> STORED DATA
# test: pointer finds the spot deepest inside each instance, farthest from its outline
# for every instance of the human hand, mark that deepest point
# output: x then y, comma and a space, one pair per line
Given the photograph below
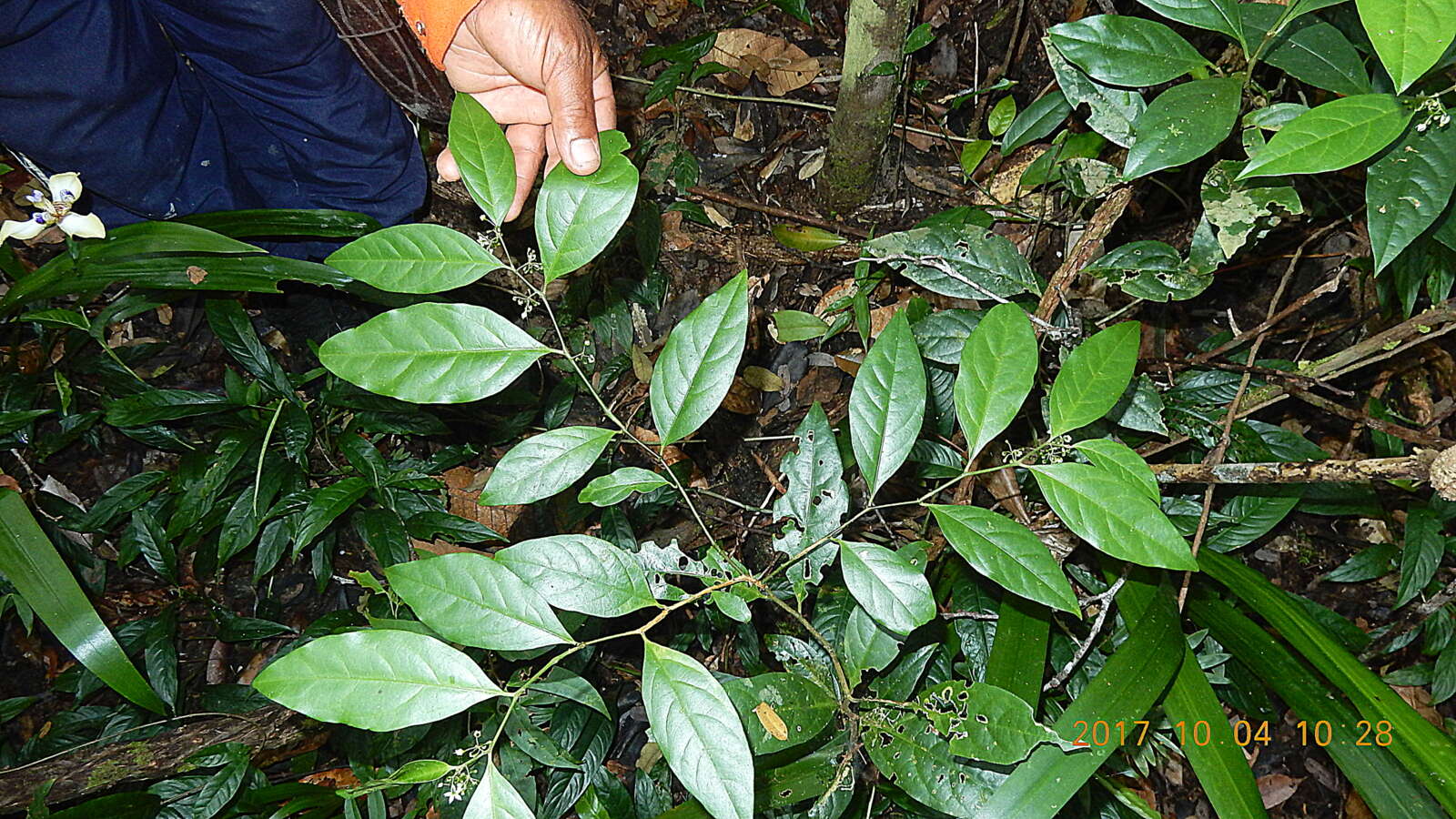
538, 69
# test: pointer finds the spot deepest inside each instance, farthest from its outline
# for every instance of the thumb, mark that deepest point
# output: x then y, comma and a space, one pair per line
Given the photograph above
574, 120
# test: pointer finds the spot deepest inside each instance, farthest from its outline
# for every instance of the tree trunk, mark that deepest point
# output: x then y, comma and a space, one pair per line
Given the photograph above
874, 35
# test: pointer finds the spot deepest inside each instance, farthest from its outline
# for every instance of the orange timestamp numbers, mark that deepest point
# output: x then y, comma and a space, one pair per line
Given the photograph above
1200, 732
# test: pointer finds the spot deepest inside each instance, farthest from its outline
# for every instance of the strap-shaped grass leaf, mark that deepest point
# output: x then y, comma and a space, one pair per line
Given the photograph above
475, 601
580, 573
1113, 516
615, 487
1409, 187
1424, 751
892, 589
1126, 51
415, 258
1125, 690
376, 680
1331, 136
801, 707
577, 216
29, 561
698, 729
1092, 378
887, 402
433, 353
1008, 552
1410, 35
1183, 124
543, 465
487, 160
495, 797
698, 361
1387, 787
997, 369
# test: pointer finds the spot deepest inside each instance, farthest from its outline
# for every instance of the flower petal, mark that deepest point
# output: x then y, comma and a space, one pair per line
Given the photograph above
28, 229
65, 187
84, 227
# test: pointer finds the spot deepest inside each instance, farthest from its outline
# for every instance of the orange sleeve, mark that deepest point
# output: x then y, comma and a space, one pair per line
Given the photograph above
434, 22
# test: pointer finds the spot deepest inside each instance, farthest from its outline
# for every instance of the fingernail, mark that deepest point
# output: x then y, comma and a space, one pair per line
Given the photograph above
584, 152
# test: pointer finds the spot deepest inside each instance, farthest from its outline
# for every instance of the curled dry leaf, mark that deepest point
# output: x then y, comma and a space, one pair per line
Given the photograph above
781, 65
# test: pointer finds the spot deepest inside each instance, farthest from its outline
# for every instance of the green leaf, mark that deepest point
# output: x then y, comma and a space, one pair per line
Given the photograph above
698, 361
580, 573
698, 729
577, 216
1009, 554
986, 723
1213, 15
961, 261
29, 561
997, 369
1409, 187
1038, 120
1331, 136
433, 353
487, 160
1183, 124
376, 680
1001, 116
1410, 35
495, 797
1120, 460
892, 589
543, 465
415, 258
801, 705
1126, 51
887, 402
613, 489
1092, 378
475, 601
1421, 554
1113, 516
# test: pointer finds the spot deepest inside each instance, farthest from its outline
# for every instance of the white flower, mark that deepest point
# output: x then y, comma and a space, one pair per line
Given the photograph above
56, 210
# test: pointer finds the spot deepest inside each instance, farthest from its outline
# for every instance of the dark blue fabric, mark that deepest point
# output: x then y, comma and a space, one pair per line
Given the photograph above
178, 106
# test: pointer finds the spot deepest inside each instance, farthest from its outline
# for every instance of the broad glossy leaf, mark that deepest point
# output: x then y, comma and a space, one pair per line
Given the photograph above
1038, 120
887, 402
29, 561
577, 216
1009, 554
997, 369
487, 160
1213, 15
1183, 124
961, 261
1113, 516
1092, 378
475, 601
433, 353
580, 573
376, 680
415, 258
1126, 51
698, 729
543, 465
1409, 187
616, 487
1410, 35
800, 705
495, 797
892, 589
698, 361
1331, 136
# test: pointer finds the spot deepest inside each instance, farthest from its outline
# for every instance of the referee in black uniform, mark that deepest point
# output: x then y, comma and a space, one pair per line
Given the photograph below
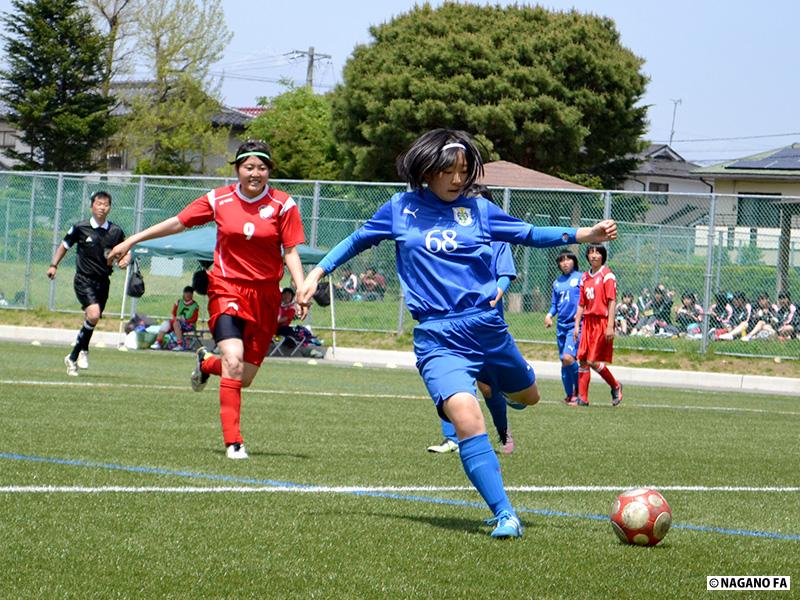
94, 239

> ABOUT THIS EXERCISE
Exact copy required, pictures excluded: the lines from the one holding "# for every instance of the referee" through the last line of the data, both ends included.

> YOUR SOLUTION
# for every instance of the referee in black uniform, mark that deepest point
# output: x then y, comma and a space, one pair per line
Given the photograph below
94, 239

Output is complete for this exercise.